── Page text
Dallas winning Superbowl after Superbowl only served to further the notion that where I was living was one of the worst places in the country. The Patriots were horrible at best, the Red Sox were one year of futility after another, the Bruins were always good but could never get it done and the Celtics just always seemed like a team that’s glory days were over when I was just a baby.
“You should have seen them when Larry was playing.” my Dad would always say.
To put it into perspective, the day Larry Bird announced his retirement, my family was on vacation at a log cabin in New Hampshire. I had wandered into the woods and my Mom was ready to kill me when I came back an hour or so later. Because I was like 7 or 8. When I came back inside, my Dad was listening to the radio. He told me Larry Bird was retired. I had no idea what that really meant.
I know it might seem like an odd time to reflect on this. The Boston Red Sox are in the ALCS. The Patriots rebounded big against the 49ers. The Bruins might even be strong this season. And the Celtics are coming off their first Championship in two decades.
For me, this is like living a dream.
But a lot of things happen when your city starts winning championships.
It is way harder to get tickets, for starters.
Even if you can still get tickets, the prices go way up.
Everyone in all of those other cities starts hating your teams. Some of them (the ones who still haven’t figured out as I did as a kid, that winning a championship does not make your city more important or better somehow) hate your city.
But the worst, by far, is that something that was once so personally your own becomes a commodity for everyone.
It is sort of like when your favorite band that you have been following and listening to for 5 years all of the sudden has a crossover hit on the radio. They aren’t yours anymore. They aren’t some secret that only you know about.
Secrets aside, something you spent so much time invested in and so much time thinking about and talking about (and writing about) is instantly accessible by everyone. They don’t have to work to find the band. They don’t get to see them grow gradually. They weren’t there when they were playing to 15 people at TT The Bears or The Met Cafe.
But now, because they are so clearly not your own anymore, you can’t even see them without going to some arena (where you pay 18 times as much to see something that was yours before that hit single).
Some people get bitter.
I’ve cared about sports my whole life.
Even when I was 16-18 and thought I wasn’t allowed to care about sports and music at the same time (for some reason…) I couldn’t resist watching the Red Sox or Patriots or Celtics. I actively tried not to care that much. But I couldn’t just stop being myself.
The question is, why do we care?
In Boston right now, there’s nothing unique about being a sports fan. Everyone is a Boston sports fan. Even people who wouldn’t have been caught dead watching a Red Sox game 6 years ago. But I don’t watch sports to be unique.
Being a sports fan is expensive. You are constantly spending money to go to games, for cable (I really probably would not have cable if not for the Celtics, Red Sox, Patriots, Anthony Bourdain’s No Reservations, HGTV, Food Network, Bruins and ESPN [in that order]) to buy merchandise…etc.

Buying tickets is never a problem to me. I go to games with my girlfriend or sister or best friends. Really, it isn’t that much more expensive than going to a movie or going out to dinner ($10 Celtics tickets are cheaper in both cases, and also way more fun).
────
── Provided information
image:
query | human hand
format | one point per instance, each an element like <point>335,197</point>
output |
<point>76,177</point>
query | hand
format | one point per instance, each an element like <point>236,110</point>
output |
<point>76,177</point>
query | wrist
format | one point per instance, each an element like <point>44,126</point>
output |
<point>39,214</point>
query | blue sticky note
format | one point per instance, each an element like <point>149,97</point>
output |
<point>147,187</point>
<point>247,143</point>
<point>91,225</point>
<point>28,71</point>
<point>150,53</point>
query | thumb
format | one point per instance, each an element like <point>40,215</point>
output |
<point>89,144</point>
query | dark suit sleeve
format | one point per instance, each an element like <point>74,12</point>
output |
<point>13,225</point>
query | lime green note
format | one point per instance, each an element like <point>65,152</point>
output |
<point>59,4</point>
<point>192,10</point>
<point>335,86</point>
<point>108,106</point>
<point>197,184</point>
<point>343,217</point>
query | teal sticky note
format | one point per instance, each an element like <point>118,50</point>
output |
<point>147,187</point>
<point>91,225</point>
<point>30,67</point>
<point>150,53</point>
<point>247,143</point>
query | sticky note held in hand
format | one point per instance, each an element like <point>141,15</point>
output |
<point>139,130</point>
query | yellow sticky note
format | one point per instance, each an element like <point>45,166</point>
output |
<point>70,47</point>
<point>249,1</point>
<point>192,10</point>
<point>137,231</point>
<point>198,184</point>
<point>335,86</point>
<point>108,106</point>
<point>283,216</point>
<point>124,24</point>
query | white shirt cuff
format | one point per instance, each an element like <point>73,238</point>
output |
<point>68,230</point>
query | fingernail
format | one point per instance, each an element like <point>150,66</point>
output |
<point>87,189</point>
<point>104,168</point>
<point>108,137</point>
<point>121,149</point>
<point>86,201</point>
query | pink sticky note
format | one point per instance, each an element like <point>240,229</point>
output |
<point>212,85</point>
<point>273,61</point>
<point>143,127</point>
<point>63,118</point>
────
• **Work to complete**:
a) Translate this sentence from the Boston sports essay into Spanish: "It is way harder to get tickets, for starters."
b) From the Boston sports essay, copy the stretch from "Being a sports fan is" through "to buy merchandise…etc." word for word.

• **Worked solutions**:
a) Para empezar, es mucho más difícil conseguir entradas.

b)
Being a sports fan is expensive. You are constantly spending money to go to games, for cable (I really probably would not have cable if not for the Celtics, Red Sox, Patriots, Anthony Bourdain’s No Reservations, HGTV, Food Network, Bruins and ESPN [in that order]) to buy merchandise…etc.